◆ Exercise details:
Please transcribe the following records in full, exactly as given.

BEGIN Given entries

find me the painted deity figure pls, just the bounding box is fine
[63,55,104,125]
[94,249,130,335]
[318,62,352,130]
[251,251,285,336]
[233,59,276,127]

END Given entries

◆ Task output:
find me the painted deity figure pls, just the bounding box is fine
[63,55,104,125]
[94,249,130,335]
[318,62,352,130]
[251,251,285,336]
[233,59,276,127]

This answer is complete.